_ASSIGNMENT_: Search the data for the string "wearing", and report each line where it is found.

Referring expression data
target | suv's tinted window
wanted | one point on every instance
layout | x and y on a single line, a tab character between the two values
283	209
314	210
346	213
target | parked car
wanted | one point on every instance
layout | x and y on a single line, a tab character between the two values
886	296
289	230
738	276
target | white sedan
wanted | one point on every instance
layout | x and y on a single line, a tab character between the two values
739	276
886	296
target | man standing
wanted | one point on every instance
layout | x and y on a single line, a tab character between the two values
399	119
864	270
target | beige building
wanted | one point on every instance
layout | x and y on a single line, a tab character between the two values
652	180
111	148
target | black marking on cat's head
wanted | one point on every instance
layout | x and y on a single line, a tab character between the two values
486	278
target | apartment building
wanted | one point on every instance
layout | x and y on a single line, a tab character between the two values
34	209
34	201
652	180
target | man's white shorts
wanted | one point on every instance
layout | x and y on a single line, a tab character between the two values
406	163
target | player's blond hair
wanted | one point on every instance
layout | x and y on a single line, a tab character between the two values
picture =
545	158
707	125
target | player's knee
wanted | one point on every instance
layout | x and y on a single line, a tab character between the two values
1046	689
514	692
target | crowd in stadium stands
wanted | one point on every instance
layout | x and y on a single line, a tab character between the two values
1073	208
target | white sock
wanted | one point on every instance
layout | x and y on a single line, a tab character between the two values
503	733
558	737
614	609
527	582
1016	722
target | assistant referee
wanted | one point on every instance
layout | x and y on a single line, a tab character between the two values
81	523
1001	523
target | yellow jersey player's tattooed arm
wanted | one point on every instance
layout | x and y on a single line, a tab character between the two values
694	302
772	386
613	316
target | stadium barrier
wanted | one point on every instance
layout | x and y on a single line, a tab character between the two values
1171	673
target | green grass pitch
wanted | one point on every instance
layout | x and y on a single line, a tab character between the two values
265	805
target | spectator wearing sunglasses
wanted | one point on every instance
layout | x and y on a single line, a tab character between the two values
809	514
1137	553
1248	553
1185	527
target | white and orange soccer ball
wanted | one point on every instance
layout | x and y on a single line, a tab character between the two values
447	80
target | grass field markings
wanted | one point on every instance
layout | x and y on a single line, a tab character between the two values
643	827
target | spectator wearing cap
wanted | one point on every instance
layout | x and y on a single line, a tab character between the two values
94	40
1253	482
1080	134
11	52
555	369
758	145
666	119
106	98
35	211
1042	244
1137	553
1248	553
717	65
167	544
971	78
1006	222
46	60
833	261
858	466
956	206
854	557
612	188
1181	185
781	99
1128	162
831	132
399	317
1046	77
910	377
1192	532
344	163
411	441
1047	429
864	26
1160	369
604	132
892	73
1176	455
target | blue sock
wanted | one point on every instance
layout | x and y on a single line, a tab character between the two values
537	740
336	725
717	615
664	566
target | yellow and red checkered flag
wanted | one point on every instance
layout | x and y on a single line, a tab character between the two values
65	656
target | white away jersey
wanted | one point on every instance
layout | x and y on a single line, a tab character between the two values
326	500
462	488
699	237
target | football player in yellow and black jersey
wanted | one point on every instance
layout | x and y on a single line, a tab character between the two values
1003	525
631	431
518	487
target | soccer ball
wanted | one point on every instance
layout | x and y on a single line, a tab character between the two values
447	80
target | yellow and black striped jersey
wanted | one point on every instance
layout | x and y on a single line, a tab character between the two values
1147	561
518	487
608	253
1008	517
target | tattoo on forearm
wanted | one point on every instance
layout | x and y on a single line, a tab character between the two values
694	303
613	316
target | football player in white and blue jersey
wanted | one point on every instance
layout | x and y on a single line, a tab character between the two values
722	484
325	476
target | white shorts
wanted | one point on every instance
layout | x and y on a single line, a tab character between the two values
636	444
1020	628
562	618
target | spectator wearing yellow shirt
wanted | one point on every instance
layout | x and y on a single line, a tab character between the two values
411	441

_EXERCISE OUTPUT_:
target | spectator wearing sunglasses
target | spectator wearing cap
target | spectator wearing yellow shirt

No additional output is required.